* EXERCISE DESCRIPTION *
Report back every line of the entries that contains "tall", exactly as written.

Segment Start: INPUT

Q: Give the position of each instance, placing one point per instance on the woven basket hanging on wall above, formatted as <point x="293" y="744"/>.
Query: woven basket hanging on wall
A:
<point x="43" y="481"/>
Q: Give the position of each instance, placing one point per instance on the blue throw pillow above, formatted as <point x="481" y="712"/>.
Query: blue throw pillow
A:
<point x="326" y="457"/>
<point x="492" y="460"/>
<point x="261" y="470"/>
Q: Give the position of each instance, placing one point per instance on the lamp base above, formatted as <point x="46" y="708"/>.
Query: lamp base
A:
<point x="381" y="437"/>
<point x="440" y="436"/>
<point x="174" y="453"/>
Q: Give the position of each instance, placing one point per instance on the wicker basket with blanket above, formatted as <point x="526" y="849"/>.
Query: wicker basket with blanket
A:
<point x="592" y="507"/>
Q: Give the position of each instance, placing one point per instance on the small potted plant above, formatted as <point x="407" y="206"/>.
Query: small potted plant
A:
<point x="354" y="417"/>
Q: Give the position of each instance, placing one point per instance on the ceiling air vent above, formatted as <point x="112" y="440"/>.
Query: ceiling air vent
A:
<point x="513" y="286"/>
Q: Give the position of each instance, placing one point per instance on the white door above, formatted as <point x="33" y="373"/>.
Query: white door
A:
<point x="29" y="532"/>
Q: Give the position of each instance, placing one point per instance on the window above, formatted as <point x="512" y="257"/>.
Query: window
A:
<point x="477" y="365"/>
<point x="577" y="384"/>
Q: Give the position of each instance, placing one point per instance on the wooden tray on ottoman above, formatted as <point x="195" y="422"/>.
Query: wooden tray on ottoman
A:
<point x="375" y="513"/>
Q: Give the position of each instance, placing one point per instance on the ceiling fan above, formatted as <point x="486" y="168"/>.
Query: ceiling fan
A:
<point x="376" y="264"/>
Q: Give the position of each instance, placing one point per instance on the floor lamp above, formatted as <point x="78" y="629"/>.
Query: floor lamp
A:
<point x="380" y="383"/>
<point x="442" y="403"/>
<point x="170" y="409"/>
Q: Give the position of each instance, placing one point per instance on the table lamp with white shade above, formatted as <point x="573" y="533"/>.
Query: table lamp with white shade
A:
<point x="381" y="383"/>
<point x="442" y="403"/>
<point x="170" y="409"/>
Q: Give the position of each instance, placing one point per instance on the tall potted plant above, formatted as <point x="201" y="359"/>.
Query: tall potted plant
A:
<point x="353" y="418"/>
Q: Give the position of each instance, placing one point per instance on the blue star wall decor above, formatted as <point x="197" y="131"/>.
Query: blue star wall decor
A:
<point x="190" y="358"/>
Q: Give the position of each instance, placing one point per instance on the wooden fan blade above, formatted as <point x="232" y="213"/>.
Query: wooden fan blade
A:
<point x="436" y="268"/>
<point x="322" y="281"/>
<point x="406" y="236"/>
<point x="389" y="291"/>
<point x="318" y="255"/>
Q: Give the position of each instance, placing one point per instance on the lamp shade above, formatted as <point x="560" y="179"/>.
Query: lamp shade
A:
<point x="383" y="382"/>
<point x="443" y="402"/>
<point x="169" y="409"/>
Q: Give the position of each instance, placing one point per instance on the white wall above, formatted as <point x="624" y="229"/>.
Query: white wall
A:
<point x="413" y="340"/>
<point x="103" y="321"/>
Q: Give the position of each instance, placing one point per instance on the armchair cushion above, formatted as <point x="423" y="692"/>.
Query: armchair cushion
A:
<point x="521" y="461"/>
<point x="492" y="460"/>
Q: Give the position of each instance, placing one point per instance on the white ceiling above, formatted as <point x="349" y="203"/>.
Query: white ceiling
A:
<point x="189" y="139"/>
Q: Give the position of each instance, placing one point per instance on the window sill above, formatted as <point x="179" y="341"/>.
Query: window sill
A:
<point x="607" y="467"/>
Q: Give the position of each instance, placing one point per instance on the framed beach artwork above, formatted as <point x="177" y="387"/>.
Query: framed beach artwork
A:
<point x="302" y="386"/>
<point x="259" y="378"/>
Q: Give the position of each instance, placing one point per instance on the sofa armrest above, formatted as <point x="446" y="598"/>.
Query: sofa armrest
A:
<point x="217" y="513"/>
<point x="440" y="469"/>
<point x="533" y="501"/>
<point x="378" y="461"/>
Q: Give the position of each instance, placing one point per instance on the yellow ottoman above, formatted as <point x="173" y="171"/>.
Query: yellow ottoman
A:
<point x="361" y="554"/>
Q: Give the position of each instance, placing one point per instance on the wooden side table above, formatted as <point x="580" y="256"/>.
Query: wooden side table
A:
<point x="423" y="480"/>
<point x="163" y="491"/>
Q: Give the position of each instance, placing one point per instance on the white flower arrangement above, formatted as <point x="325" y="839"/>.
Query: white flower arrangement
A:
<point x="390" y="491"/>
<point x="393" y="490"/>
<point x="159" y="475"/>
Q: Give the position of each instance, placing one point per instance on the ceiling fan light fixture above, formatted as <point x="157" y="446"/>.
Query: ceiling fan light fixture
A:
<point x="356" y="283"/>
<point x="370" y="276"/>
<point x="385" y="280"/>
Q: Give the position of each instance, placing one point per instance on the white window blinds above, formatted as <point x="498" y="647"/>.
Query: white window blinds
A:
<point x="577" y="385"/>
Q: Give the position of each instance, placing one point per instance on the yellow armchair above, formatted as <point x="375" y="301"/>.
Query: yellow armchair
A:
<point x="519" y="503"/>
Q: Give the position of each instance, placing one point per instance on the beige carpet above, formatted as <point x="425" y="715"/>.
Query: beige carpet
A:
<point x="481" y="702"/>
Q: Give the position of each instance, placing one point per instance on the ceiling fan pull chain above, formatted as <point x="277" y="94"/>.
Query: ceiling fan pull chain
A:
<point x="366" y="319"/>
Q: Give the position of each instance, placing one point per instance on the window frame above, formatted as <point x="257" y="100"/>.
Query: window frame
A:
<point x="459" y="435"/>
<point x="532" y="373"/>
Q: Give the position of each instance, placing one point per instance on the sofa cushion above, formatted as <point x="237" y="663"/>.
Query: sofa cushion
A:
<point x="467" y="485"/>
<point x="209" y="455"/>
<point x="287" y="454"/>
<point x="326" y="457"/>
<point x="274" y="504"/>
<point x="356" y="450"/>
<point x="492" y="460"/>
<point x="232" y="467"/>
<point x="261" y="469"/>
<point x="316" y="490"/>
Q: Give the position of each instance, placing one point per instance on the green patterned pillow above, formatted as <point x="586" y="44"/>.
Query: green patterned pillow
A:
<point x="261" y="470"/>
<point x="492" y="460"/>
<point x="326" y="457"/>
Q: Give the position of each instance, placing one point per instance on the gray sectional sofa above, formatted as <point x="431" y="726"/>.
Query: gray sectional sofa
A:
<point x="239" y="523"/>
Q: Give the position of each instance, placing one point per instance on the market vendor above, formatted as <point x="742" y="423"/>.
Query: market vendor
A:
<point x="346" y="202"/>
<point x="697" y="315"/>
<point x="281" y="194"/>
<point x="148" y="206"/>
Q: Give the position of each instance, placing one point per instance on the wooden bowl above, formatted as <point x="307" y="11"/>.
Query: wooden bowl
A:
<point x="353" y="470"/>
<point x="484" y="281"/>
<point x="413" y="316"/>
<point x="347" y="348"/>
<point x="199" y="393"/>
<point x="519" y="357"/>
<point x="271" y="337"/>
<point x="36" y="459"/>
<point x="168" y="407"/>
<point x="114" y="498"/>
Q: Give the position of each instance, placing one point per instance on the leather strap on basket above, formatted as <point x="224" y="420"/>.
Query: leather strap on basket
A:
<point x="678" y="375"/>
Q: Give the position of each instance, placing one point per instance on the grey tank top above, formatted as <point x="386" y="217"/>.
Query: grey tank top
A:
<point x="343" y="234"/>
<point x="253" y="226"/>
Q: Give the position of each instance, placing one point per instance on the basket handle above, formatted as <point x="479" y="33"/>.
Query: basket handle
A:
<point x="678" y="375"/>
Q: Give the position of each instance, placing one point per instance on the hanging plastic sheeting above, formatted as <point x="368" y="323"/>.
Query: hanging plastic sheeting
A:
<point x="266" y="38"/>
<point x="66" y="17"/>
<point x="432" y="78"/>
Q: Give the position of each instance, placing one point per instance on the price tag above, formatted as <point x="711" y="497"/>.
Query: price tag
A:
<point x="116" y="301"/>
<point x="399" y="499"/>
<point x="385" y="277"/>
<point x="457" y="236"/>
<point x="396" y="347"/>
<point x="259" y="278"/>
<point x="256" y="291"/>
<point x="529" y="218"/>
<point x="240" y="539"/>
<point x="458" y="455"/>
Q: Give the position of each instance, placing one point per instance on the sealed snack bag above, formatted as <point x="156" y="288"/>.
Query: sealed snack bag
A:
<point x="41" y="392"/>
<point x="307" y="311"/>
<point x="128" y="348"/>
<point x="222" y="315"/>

Segment End: INPUT

* OUTPUT OF THE TASK *
Q: Give the position of each instance, placing one point per instance on the tall potted plant above, formatted as <point x="201" y="359"/>.
Query: tall potted plant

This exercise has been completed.